Extract provided ▸
Tuesday, April 07, 2020


Good morning, my dears.

It's Tuesday, April 7, 2020, and I'm in Covid-19 lockdown. We refer to our little farmhouse as the South Oxon Isolation Unit, at least that's the title of our Whats App group. There are four of us here; me, my beloved, my daughter and his daughter, and two dogs. The sun is out. The windows are open. There is loud and joyful birdsong. There is a bunch of daffodils on the window sill by my desk and a copy of Jerry Saltz's "How to Be an Artist."

I am exhausted. I haven't slept properly in a week and last night was a personal record; three hours may have been it. I know perspective has been skewed and I'm back to walking out in it, hoping for redemption or at least a balm. Not hard to do, not hard to walk among the blossoming hedgerows along springy green paths. Not hard to look at blue skies and feel the sun on your face. Certainly a very easy way to quarantine, if you have to. It seems quite wrong to complain at all about anything when the harrowing stories of those on the frontlines, in the hospitals, the emergency service workers, the volunteers, the doctors and nurses, who are risking their lives every single day, and who may not see their children again.

Record excerpts ▸
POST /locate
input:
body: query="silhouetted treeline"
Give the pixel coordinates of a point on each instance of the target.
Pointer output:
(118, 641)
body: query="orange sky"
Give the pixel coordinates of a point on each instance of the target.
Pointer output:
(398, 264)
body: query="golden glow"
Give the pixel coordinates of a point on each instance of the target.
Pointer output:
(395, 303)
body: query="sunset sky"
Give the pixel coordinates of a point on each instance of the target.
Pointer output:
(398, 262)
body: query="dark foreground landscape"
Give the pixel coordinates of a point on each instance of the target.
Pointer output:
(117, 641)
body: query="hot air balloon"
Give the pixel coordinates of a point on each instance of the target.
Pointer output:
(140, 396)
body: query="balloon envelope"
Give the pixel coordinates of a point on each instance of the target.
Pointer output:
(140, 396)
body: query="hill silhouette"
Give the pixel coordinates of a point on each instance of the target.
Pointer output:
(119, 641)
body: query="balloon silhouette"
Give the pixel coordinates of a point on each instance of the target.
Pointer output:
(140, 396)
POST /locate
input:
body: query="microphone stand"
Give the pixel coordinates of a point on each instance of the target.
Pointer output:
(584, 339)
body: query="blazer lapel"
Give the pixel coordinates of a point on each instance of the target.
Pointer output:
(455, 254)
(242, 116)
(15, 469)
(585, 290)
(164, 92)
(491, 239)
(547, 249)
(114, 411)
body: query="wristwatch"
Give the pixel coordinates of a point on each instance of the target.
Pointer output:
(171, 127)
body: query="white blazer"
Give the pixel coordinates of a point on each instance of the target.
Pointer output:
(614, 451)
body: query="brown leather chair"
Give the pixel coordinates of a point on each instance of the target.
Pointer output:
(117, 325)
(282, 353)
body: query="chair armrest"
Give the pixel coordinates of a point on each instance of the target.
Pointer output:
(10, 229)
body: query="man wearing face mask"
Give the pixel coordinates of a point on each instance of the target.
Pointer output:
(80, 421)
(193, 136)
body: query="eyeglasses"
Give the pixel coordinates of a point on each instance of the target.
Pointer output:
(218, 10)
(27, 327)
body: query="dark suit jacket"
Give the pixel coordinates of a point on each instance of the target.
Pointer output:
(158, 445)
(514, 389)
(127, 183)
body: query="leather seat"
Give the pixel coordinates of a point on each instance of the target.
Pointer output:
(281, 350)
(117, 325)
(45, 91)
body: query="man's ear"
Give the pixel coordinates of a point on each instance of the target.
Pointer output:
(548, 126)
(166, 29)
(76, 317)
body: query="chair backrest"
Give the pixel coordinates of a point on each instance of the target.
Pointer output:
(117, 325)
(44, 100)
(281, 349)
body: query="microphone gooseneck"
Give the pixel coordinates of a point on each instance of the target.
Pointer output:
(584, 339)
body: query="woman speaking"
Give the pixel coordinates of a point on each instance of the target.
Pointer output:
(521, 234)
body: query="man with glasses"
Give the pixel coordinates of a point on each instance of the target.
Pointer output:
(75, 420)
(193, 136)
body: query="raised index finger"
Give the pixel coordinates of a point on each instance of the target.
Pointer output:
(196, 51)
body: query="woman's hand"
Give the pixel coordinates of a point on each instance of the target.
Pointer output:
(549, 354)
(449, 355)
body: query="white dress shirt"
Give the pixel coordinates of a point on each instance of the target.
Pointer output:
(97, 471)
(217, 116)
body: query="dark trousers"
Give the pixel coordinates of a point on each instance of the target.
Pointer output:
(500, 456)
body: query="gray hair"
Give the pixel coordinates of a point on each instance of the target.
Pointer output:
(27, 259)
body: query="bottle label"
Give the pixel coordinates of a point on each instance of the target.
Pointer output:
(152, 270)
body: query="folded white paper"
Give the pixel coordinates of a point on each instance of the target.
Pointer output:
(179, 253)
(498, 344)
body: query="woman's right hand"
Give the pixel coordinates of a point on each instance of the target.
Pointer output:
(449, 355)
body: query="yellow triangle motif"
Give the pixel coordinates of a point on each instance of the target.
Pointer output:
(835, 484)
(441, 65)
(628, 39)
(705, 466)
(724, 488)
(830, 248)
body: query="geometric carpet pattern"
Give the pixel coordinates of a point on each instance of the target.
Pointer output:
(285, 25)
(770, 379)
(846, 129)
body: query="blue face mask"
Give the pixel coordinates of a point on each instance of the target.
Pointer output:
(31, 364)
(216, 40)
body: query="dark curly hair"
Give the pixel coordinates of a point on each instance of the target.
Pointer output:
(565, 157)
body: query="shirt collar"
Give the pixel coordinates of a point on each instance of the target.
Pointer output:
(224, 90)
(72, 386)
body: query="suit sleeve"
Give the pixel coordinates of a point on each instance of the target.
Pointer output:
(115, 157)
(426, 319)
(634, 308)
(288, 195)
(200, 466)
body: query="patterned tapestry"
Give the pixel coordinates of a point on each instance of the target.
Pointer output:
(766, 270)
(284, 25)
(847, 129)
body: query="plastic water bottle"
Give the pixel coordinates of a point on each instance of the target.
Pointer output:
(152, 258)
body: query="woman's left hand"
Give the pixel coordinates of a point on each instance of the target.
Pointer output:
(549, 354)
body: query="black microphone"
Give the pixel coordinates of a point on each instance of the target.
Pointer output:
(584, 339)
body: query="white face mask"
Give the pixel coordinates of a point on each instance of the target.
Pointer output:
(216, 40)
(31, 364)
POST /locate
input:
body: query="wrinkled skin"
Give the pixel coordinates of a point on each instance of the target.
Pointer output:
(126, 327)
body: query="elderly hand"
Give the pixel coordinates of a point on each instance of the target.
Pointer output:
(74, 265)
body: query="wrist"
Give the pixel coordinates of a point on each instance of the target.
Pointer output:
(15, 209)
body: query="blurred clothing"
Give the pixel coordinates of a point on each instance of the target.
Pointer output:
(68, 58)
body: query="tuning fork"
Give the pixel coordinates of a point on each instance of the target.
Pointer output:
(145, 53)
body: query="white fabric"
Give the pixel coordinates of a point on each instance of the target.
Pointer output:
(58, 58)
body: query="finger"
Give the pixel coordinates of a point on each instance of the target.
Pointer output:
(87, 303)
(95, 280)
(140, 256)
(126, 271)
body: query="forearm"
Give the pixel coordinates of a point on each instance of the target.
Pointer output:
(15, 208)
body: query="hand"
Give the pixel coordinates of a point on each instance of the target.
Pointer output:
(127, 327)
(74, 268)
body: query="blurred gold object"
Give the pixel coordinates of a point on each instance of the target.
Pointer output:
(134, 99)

The task ▸ Reproduce the part of the lockdown entry that begins at the words "I am exhausted." and ends after the words "their children again.", leaving every word as it stands.

Solution below ▸
I am exhausted. I haven't slept properly in a week and last night was a personal record; three hours may have been it. I know perspective has been skewed and I'm back to walking out in it, hoping for redemption or at least a balm. Not hard to do, not hard to walk among the blossoming hedgerows along springy green paths. Not hard to look at blue skies and feel the sun on your face. Certainly a very easy way to quarantine, if you have to. It seems quite wrong to complain at all about anything when the harrowing stories of those on the frontlines, in the hospitals, the emergency service workers, the volunteers, the doctors and nurses, who are risking their lives every single day, and who may not see their children again.